TASK INSTRUCTIONS -
(a) Using the ethical investment text, answer these:
(i) What do fund managers mainly use on issues of concern?
(ii) What does WHEB's Impact Calculator illustrate?
(iii) In which document are the five principles explained in detail?
(b) What are the key principles named in the ethical investment text as underpinning the investment process? List all of them.

PAGE EXTRACT -
###

Fund managers mainly use dialogue with the management of the companies in which they invest on issues of concern though they may also use their voting powers as well. Engagement strategies are not passive, shareholders use their influence to actively engage with the companies they are invested in, on issues around transparency, sustainability and good governance.
Some ethical investors have viewed engagement as a naïve strategy because they could be overruled at an AGM by others who vote from narrow self interest. However, there is some evidence that given the right circumstances an engagement strategy can produce positive results.
Ethical Investment Considerations
We invest to make a return on our money and the same principle applies to ethical investment, the difference is that ethical investors decide that they do not want a return regardless of where it is coming from. If necessary, they are prepared to accept a lower return and put the actual return second to investing in funds where they can make a difference. It is worth noting that recent experience has shown that investors do not always have to sacrifice return and many ethical funds produce a return which at least matches and, in some cases, exceeds the return from ‘non-ethical’ funds. In any case for ethical investors return is more than about financial return and the ‘feel good’ factor is also of value. A good example of the additional value is shown by WHEB using their Impact Calculator which illustrates the effect of their investment on renewables, Carbon Dioxide emissions, water saving, recycling and so on.
Our investment process is underpinned by five key principles:
- Capitalism, and Capital Markets, Work – you will obtain a return from the market over the medium to long term
- Risk and Return are related – in order to obtain a higher return, you have to be prepared to take a higher risk. If you are not prepared to take a higher risk, you have to accept a lower return
- Diversification is your friend – by holding the entire market you minimise the risk of holding each individual stock towards zero
- Costs Matter – transaction costs, expenses, and taxes all reduce returns, so we aim for the most cost-efficient route to obtain market returns
- Structure Explains Returns – the portfolio structure is vitally important, and it is essential to have the right balance of growth, value, large, and small, holdings to obtain the market return
These principles are explained in detail in our Investment Policy Statement.

###

PROVIDED MATERIAL -
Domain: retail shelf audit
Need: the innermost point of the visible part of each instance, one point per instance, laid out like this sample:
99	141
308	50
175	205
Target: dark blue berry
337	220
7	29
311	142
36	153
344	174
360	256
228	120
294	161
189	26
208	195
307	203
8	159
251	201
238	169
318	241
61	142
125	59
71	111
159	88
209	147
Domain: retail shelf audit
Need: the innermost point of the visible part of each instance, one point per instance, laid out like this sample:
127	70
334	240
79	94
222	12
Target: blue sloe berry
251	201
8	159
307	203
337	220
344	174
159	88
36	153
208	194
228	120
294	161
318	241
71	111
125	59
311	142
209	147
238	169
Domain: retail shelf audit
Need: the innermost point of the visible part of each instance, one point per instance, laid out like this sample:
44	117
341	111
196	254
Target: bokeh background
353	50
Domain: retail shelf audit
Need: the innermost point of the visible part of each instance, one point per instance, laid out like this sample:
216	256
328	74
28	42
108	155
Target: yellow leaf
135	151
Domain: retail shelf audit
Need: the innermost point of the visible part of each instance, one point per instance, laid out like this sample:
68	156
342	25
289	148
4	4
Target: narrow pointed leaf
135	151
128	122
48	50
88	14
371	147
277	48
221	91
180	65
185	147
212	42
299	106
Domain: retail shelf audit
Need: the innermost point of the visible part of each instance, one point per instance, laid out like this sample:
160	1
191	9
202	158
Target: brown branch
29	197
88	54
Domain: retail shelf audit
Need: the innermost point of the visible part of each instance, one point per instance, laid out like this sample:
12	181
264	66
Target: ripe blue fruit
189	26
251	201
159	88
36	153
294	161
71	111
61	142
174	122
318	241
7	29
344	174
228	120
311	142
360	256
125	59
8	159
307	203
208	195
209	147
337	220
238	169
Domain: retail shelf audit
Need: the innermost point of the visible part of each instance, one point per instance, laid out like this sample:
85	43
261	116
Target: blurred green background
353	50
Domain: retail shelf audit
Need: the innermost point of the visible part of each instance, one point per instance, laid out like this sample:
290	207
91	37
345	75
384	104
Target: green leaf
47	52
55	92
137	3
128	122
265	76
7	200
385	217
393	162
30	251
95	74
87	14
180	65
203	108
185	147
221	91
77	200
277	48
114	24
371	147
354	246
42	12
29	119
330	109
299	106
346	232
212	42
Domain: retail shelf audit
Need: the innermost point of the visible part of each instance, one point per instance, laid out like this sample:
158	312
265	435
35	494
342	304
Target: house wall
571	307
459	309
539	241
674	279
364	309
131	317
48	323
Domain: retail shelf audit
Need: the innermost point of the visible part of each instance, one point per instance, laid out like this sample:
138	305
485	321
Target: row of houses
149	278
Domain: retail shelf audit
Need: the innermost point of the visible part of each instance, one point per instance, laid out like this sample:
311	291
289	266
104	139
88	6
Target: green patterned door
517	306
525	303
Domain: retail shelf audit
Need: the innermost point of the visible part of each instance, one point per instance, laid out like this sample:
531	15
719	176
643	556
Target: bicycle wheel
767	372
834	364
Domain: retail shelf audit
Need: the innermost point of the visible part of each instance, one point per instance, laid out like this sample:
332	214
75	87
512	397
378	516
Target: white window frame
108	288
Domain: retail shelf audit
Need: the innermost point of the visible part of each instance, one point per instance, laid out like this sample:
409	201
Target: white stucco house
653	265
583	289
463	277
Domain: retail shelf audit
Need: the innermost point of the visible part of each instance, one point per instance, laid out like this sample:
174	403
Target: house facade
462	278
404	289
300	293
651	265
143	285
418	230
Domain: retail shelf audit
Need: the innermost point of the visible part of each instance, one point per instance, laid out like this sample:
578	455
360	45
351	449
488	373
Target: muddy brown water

###

RESPONSE LIST -
(a)
(i) Dialogue with the management of the companies in which they invest.
(ii) The effect of WHEB's investment on renewables, Carbon Dioxide emissions, water saving, recycling and so on.
(iii) The Investment Policy Statement.

(b)
- Capitalism, and Capital Markets, Work
- Risk and Return are related
- Diversification is your friend
- Costs Matter
- Structure Explains Returns